> **Activity**
Treat the line containing "box: [387, 71, 441, 105]" as the last one, and return every line exactly from the first line of the material below up to it.
:: The input ::
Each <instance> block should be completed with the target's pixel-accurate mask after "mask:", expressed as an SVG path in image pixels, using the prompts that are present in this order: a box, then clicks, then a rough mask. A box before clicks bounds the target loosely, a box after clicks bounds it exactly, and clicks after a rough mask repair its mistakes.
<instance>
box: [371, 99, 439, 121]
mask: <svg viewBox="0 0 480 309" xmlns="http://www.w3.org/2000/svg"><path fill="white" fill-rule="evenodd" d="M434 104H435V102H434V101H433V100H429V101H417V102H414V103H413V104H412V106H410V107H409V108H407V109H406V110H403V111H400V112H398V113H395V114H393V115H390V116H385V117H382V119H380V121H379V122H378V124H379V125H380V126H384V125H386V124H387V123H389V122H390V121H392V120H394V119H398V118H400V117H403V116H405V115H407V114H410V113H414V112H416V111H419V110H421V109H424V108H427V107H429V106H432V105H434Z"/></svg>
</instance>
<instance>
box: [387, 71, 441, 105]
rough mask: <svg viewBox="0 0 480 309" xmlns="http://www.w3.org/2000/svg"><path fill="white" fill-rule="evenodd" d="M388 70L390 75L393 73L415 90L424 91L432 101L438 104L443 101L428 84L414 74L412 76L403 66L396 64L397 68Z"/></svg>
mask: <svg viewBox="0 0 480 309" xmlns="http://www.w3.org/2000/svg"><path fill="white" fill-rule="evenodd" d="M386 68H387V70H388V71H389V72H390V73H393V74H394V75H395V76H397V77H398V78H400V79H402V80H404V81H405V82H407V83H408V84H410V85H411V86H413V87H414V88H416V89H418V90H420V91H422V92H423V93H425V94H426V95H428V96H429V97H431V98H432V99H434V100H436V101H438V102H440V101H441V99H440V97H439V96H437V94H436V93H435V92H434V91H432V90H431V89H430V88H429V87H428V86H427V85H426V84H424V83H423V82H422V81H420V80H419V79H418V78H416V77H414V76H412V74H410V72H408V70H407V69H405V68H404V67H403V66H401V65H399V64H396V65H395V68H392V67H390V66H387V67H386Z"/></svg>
:::
> **Exercise solution**
Each <instance> block should be completed with the target's pixel-accurate mask after "mask:", expressed as an SVG path in image pixels, using the prompts that are present in this order: a box, then clicks, then a rough mask. A box before clicks bounds the target loosely, a box after clicks bounds it exactly, and clicks after a rough mask repair its mistakes.
<instance>
box: [371, 99, 439, 121]
mask: <svg viewBox="0 0 480 309" xmlns="http://www.w3.org/2000/svg"><path fill="white" fill-rule="evenodd" d="M434 104H435V102H434V101H433V100H429V101H417V102H414V103H413V104H412V106H410V107H409V108H407V109H406V110H403V111H400V112H398V113H395V114H393V115H390V116H385V117H382V119H380V121H379V122H378V124H379V125H380V126H384V125H386V124H387V123H389V122H390V121H392V120H394V119H398V118H400V117H403V116H405V115H407V114H410V113H414V112H416V111H419V110H421V109H424V108H427V107H429V106H432V105H434Z"/></svg>
</instance>
<instance>
box: [387, 71, 441, 105]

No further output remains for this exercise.